**Exercise:** Convert the entries into a JSON list of strings, one string per line, with blank lines omitted. Start at the line that contains "white column base?" and end after the line that contains "M283 105L276 105L275".

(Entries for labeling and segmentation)
--------------------------------------------------

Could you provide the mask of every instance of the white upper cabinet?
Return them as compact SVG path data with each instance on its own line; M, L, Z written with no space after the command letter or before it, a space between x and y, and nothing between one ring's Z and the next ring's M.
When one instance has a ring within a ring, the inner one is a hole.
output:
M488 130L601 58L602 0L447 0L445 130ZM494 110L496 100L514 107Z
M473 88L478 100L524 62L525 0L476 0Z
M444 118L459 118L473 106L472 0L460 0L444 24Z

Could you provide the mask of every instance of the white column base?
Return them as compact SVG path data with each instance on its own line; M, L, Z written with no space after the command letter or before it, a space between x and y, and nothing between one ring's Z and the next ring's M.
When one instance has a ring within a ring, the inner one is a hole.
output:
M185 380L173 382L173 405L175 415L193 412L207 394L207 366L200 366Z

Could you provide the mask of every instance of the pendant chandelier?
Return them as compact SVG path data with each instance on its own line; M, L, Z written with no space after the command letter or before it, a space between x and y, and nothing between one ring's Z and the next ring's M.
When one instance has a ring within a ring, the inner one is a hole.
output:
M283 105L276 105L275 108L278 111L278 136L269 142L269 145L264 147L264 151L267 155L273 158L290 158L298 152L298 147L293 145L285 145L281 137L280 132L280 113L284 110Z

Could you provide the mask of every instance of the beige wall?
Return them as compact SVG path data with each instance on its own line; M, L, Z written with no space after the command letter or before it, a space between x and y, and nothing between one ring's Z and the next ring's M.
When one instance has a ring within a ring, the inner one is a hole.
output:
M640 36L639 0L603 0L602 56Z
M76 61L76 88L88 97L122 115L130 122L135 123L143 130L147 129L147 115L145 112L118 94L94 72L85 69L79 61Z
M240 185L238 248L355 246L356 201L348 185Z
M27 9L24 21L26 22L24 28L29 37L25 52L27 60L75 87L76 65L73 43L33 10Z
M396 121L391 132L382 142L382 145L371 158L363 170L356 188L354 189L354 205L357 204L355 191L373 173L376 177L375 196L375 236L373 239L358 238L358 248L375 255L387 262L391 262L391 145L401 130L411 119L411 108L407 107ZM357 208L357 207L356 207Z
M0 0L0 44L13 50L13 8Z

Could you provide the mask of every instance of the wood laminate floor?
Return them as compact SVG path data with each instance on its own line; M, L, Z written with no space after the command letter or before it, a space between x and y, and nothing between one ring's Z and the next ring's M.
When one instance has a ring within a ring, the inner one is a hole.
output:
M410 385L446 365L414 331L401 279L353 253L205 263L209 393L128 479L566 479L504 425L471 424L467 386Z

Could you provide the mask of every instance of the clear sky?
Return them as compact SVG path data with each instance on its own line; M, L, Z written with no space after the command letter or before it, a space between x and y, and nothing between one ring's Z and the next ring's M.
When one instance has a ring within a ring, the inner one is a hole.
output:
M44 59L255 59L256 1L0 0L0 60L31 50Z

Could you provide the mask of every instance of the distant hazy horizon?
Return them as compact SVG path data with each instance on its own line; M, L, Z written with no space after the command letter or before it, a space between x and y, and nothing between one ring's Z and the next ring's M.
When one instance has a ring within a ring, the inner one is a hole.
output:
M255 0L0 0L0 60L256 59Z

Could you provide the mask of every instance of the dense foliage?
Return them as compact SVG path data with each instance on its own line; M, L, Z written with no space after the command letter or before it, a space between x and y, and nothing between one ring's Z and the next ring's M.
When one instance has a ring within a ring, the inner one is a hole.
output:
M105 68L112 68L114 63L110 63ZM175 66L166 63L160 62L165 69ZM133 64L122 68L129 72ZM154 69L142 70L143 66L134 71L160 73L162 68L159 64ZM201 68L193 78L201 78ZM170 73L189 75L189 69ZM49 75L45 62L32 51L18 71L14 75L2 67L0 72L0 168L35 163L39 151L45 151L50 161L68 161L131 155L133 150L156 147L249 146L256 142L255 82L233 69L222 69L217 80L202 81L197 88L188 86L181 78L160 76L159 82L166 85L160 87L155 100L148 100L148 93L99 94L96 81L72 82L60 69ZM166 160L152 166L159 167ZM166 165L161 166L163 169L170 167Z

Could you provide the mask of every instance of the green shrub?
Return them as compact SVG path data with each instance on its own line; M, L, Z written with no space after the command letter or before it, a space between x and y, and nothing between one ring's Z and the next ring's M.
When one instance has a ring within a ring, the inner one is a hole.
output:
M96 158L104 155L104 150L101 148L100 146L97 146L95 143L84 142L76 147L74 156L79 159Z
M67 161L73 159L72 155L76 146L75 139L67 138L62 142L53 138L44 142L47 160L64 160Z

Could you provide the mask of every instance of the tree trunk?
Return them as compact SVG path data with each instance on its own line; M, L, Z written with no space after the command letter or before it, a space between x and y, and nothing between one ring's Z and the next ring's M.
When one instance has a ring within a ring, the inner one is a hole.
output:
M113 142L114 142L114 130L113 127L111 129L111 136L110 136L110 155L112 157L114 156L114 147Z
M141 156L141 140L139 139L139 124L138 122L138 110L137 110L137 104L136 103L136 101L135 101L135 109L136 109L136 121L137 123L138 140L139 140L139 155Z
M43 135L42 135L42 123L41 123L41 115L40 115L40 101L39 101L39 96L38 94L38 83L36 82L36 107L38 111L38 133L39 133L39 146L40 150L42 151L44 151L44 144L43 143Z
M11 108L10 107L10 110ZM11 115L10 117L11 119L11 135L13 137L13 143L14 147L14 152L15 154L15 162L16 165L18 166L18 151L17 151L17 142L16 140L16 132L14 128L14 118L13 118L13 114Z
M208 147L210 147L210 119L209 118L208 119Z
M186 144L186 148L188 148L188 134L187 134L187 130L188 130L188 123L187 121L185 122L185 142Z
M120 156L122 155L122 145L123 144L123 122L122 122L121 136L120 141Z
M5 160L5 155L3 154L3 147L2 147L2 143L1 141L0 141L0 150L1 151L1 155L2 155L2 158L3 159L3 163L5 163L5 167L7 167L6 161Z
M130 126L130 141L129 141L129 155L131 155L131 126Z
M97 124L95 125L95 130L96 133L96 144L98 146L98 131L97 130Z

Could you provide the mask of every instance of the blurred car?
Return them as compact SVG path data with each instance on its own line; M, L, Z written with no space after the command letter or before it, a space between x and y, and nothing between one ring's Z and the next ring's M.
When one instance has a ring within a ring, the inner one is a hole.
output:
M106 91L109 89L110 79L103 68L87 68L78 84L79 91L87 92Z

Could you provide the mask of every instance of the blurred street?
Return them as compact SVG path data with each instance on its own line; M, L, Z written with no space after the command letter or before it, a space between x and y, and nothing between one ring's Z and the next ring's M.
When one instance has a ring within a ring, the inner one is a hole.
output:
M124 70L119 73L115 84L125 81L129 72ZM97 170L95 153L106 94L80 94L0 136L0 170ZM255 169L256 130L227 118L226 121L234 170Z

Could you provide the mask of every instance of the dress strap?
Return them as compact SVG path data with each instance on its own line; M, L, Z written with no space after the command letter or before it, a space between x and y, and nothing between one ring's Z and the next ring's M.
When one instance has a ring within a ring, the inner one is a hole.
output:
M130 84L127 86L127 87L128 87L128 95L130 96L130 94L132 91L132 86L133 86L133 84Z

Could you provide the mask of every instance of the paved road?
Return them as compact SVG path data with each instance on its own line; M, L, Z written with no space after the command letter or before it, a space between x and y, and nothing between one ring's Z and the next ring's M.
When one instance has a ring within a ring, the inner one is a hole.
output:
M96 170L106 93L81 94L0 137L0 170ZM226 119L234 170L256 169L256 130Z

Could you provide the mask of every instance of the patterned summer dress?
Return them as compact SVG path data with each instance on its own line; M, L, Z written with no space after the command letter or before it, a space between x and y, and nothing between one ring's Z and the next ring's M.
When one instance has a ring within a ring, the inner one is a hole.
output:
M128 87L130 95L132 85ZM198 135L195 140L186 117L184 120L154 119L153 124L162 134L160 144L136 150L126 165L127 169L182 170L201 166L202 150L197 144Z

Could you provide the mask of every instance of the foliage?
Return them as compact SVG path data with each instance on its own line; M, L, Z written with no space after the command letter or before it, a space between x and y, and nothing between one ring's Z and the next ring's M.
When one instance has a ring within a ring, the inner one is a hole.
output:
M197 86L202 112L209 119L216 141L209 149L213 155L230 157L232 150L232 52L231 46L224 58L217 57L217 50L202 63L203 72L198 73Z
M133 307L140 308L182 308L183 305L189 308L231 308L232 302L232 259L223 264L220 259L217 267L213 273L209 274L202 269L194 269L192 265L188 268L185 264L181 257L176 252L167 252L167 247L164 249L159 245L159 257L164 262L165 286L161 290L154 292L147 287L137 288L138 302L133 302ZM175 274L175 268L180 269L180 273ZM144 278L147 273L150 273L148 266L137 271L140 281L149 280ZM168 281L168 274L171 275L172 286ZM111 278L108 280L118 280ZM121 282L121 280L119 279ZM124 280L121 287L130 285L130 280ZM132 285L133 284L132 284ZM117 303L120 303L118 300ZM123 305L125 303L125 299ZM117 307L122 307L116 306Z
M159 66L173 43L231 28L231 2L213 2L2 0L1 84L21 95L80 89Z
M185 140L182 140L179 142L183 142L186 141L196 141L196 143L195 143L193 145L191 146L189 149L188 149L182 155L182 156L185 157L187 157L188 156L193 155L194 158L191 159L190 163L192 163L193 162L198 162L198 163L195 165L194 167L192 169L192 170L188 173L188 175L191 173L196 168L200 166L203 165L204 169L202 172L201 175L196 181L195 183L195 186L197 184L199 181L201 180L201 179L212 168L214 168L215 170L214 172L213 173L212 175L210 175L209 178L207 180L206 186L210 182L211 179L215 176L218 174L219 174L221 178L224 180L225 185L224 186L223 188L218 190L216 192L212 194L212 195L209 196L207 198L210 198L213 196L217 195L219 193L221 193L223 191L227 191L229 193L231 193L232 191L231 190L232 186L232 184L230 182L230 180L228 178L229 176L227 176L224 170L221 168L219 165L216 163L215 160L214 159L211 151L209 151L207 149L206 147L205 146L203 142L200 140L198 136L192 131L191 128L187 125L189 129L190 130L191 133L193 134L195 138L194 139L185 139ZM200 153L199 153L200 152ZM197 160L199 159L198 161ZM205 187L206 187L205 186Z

--------------------------------------------------

**Finished task:**
[
  "Could you provide the mask of every instance of the white column base?",
  "Return them as compact SVG path data with each instance on its own line; M, L, Z written with no space after the command letter or before it, a space between x and y, and nothing between one ring's Z and the next ring's M.",
  "When one instance has a ring within a ring, the inner one is a hole.",
  "output:",
  "M185 380L173 382L173 405L175 415L193 412L207 394L207 366L200 366Z",
  "Could you provide the mask of every instance of the pendant chandelier?",
  "Return them as compact SVG path data with each instance on its own line; M, L, Z written with no space after the command letter or before it, a space between x and y, and nothing between one ring's Z and the next ring's M.",
  "When one instance has a ring within a ring, the inner one is a hole.",
  "output:",
  "M283 105L276 105L275 108L278 111L278 136L269 142L269 145L264 147L264 151L267 155L273 158L290 158L298 152L298 147L293 145L285 145L281 137L280 132L280 113L284 110Z"
]